**YOUR TASK**
When you reach the line that contains "Now, detect the beige garage" below, transcribe it and each line after it word for word to the end of the records, omitting pictures.

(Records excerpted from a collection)
-------------------------

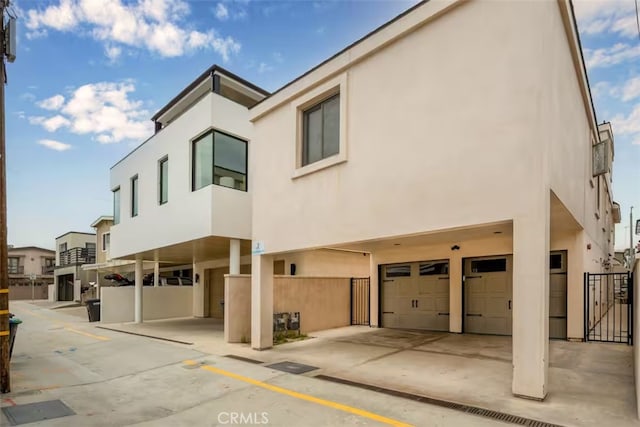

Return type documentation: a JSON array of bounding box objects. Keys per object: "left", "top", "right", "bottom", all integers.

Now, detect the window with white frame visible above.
[
  {"left": 102, "top": 232, "right": 110, "bottom": 252},
  {"left": 302, "top": 94, "right": 340, "bottom": 166},
  {"left": 131, "top": 175, "right": 139, "bottom": 217}
]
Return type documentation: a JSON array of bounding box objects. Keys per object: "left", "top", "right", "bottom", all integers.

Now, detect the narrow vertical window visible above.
[
  {"left": 159, "top": 157, "right": 169, "bottom": 204},
  {"left": 102, "top": 233, "right": 110, "bottom": 252},
  {"left": 302, "top": 94, "right": 340, "bottom": 166},
  {"left": 131, "top": 175, "right": 139, "bottom": 217},
  {"left": 113, "top": 187, "right": 120, "bottom": 224}
]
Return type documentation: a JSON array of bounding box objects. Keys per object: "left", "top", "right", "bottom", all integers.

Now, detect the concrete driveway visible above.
[{"left": 94, "top": 320, "right": 638, "bottom": 426}]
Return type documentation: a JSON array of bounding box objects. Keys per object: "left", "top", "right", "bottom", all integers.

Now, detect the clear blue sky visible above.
[{"left": 5, "top": 0, "right": 640, "bottom": 251}]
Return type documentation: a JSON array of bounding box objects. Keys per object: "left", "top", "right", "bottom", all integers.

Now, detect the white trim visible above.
[{"left": 292, "top": 73, "right": 348, "bottom": 179}]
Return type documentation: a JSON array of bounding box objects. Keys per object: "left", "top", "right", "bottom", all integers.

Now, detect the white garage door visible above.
[
  {"left": 464, "top": 256, "right": 512, "bottom": 336},
  {"left": 382, "top": 260, "right": 449, "bottom": 331}
]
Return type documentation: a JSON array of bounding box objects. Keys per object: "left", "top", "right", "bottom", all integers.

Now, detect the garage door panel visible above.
[
  {"left": 485, "top": 297, "right": 509, "bottom": 316},
  {"left": 382, "top": 260, "right": 449, "bottom": 332},
  {"left": 485, "top": 276, "right": 508, "bottom": 293}
]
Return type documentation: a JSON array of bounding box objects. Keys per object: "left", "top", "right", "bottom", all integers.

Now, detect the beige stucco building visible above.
[
  {"left": 103, "top": 0, "right": 622, "bottom": 403},
  {"left": 53, "top": 231, "right": 97, "bottom": 301},
  {"left": 247, "top": 0, "right": 619, "bottom": 400},
  {"left": 7, "top": 246, "right": 55, "bottom": 300}
]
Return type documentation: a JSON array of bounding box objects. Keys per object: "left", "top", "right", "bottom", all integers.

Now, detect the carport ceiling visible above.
[
  {"left": 128, "top": 236, "right": 252, "bottom": 264},
  {"left": 336, "top": 221, "right": 512, "bottom": 252}
]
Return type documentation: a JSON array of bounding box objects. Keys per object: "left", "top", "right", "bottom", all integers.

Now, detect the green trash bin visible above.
[{"left": 9, "top": 316, "right": 22, "bottom": 360}]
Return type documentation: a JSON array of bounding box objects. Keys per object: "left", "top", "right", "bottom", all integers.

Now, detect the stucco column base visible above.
[
  {"left": 449, "top": 252, "right": 463, "bottom": 333},
  {"left": 230, "top": 239, "right": 241, "bottom": 275},
  {"left": 251, "top": 254, "right": 273, "bottom": 350},
  {"left": 192, "top": 262, "right": 206, "bottom": 318},
  {"left": 512, "top": 193, "right": 550, "bottom": 400}
]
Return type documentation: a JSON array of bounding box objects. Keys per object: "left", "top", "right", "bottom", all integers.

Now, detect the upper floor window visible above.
[
  {"left": 45, "top": 258, "right": 55, "bottom": 267},
  {"left": 131, "top": 175, "right": 139, "bottom": 217},
  {"left": 302, "top": 94, "right": 340, "bottom": 166},
  {"left": 159, "top": 157, "right": 169, "bottom": 205},
  {"left": 8, "top": 257, "right": 19, "bottom": 274},
  {"left": 59, "top": 243, "right": 67, "bottom": 253},
  {"left": 113, "top": 187, "right": 121, "bottom": 225},
  {"left": 102, "top": 233, "right": 111, "bottom": 252},
  {"left": 192, "top": 130, "right": 247, "bottom": 192}
]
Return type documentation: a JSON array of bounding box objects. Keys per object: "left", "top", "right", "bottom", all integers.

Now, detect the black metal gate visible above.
[
  {"left": 584, "top": 272, "right": 633, "bottom": 344},
  {"left": 350, "top": 277, "right": 370, "bottom": 325}
]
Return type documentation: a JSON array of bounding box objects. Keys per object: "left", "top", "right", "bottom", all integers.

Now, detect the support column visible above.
[
  {"left": 96, "top": 270, "right": 100, "bottom": 300},
  {"left": 230, "top": 239, "right": 241, "bottom": 275},
  {"left": 449, "top": 252, "right": 463, "bottom": 333},
  {"left": 153, "top": 262, "right": 159, "bottom": 287},
  {"left": 512, "top": 192, "right": 550, "bottom": 400},
  {"left": 134, "top": 258, "right": 143, "bottom": 324},
  {"left": 567, "top": 230, "right": 585, "bottom": 340},
  {"left": 369, "top": 253, "right": 379, "bottom": 327},
  {"left": 251, "top": 254, "right": 273, "bottom": 350}
]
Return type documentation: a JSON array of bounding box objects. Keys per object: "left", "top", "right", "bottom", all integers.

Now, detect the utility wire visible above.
[{"left": 636, "top": 0, "right": 640, "bottom": 41}]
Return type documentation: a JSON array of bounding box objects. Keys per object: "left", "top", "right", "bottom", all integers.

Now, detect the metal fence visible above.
[
  {"left": 350, "top": 277, "right": 370, "bottom": 326},
  {"left": 584, "top": 272, "right": 633, "bottom": 344}
]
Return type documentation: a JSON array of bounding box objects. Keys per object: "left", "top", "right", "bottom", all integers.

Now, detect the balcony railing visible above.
[
  {"left": 58, "top": 247, "right": 96, "bottom": 267},
  {"left": 8, "top": 265, "right": 24, "bottom": 275},
  {"left": 42, "top": 265, "right": 55, "bottom": 275}
]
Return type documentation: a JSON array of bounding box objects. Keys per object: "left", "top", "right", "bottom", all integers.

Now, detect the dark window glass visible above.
[
  {"left": 420, "top": 262, "right": 449, "bottom": 276},
  {"left": 303, "top": 94, "right": 340, "bottom": 166},
  {"left": 386, "top": 264, "right": 411, "bottom": 278},
  {"left": 550, "top": 254, "right": 563, "bottom": 270},
  {"left": 159, "top": 157, "right": 168, "bottom": 204},
  {"left": 113, "top": 188, "right": 120, "bottom": 224},
  {"left": 471, "top": 258, "right": 507, "bottom": 273},
  {"left": 131, "top": 176, "right": 139, "bottom": 217},
  {"left": 193, "top": 131, "right": 247, "bottom": 191},
  {"left": 165, "top": 277, "right": 179, "bottom": 285}
]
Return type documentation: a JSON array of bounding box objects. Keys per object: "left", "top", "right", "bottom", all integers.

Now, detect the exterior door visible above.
[
  {"left": 382, "top": 261, "right": 449, "bottom": 331},
  {"left": 549, "top": 251, "right": 567, "bottom": 339},
  {"left": 207, "top": 264, "right": 251, "bottom": 319},
  {"left": 464, "top": 256, "right": 512, "bottom": 335}
]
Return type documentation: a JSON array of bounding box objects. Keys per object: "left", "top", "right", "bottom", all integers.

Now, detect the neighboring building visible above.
[
  {"left": 54, "top": 232, "right": 97, "bottom": 301},
  {"left": 105, "top": 0, "right": 620, "bottom": 403},
  {"left": 7, "top": 246, "right": 55, "bottom": 300}
]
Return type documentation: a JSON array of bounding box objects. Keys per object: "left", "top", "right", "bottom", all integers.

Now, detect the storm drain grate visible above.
[
  {"left": 266, "top": 361, "right": 318, "bottom": 374},
  {"left": 1, "top": 400, "right": 75, "bottom": 426},
  {"left": 315, "top": 375, "right": 564, "bottom": 427},
  {"left": 224, "top": 355, "right": 264, "bottom": 364}
]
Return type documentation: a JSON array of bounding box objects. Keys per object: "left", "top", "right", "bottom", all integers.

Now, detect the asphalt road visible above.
[{"left": 0, "top": 301, "right": 504, "bottom": 426}]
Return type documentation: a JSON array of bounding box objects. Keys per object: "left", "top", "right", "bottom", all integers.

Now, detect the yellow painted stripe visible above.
[
  {"left": 0, "top": 331, "right": 8, "bottom": 336},
  {"left": 0, "top": 289, "right": 8, "bottom": 294},
  {"left": 183, "top": 360, "right": 413, "bottom": 427},
  {"left": 64, "top": 328, "right": 110, "bottom": 341},
  {"left": 0, "top": 310, "right": 9, "bottom": 315}
]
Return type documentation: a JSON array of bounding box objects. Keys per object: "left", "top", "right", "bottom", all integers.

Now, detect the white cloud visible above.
[
  {"left": 105, "top": 44, "right": 122, "bottom": 62},
  {"left": 573, "top": 0, "right": 637, "bottom": 38},
  {"left": 257, "top": 62, "right": 273, "bottom": 74},
  {"left": 30, "top": 81, "right": 153, "bottom": 144},
  {"left": 620, "top": 76, "right": 640, "bottom": 101},
  {"left": 584, "top": 43, "right": 640, "bottom": 68},
  {"left": 20, "top": 93, "right": 36, "bottom": 102},
  {"left": 37, "top": 139, "right": 72, "bottom": 151},
  {"left": 612, "top": 103, "right": 640, "bottom": 144},
  {"left": 25, "top": 0, "right": 242, "bottom": 61},
  {"left": 37, "top": 94, "right": 65, "bottom": 110},
  {"left": 215, "top": 3, "right": 229, "bottom": 20}
]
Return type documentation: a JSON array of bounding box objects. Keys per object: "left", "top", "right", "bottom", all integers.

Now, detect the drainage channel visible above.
[{"left": 315, "top": 375, "right": 564, "bottom": 427}]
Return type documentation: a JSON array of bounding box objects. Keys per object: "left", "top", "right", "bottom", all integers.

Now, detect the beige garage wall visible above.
[
  {"left": 101, "top": 286, "right": 193, "bottom": 323},
  {"left": 633, "top": 259, "right": 639, "bottom": 419},
  {"left": 225, "top": 275, "right": 351, "bottom": 342}
]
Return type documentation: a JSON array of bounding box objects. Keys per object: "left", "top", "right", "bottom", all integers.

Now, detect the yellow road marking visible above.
[
  {"left": 64, "top": 327, "right": 110, "bottom": 341},
  {"left": 0, "top": 310, "right": 9, "bottom": 315},
  {"left": 183, "top": 360, "right": 413, "bottom": 427},
  {"left": 0, "top": 289, "right": 8, "bottom": 294},
  {"left": 0, "top": 331, "right": 8, "bottom": 336}
]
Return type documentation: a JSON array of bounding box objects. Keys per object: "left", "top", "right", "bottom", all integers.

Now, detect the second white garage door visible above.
[
  {"left": 464, "top": 256, "right": 513, "bottom": 336},
  {"left": 382, "top": 260, "right": 450, "bottom": 331}
]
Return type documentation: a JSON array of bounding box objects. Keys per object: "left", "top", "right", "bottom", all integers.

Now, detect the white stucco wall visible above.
[
  {"left": 100, "top": 286, "right": 193, "bottom": 323},
  {"left": 110, "top": 92, "right": 253, "bottom": 259},
  {"left": 250, "top": 0, "right": 557, "bottom": 255}
]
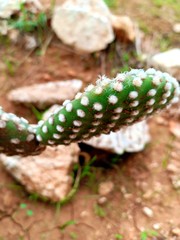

-------------------------

**EXPECTED ANSWER**
Now, detect the beige garage wall visible above.
[
  {"left": 101, "top": 286, "right": 193, "bottom": 323},
  {"left": 633, "top": 259, "right": 639, "bottom": 419},
  {"left": 225, "top": 275, "right": 351, "bottom": 342}
]
Return type documentation: a JSON array of bounding box objects. Keys per object: "left", "top", "right", "bottom", all integers.

Now, detect the yellow road marking visible above.
[
  {"left": 64, "top": 327, "right": 110, "bottom": 341},
  {"left": 0, "top": 310, "right": 9, "bottom": 315},
  {"left": 183, "top": 360, "right": 413, "bottom": 427},
  {"left": 0, "top": 289, "right": 8, "bottom": 294},
  {"left": 0, "top": 331, "right": 8, "bottom": 336}
]
Return type documentation: a JSON array of bounding box objects. Keys per object: "left", "top", "right", "bottom", all integers.

Now, detect the second white garage door visible above.
[
  {"left": 464, "top": 256, "right": 513, "bottom": 336},
  {"left": 382, "top": 260, "right": 450, "bottom": 331}
]
Return type documentation: a JSON array of bounding box objects. Keys per object: "left", "top", "right", "bottom", all integers.

Now, detect the white stucco wall visible above.
[
  {"left": 100, "top": 286, "right": 193, "bottom": 323},
  {"left": 110, "top": 92, "right": 253, "bottom": 259},
  {"left": 250, "top": 0, "right": 557, "bottom": 255}
]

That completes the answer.